[start Material for this task]

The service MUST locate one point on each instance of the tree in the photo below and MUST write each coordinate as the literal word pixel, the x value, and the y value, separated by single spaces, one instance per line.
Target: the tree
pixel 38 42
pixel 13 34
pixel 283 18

[end Material for this task]

▶ **Directions**: Arrange the records above as a Markdown table with the columns Row and Record Text, giving each line a row number and omitting blank lines.

▶ **Problem solution**:
| Row | Record Text |
|---|---|
| 1 | The service MUST locate one point on each instance of the tree in the photo below and MUST write each coordinate as the literal word pixel, the x value, and the y value, separated by single spaces, one instance per line. |
| 2 | Target: the tree |
| 3 | pixel 38 42 |
| 4 | pixel 13 34 |
| 5 | pixel 283 18 |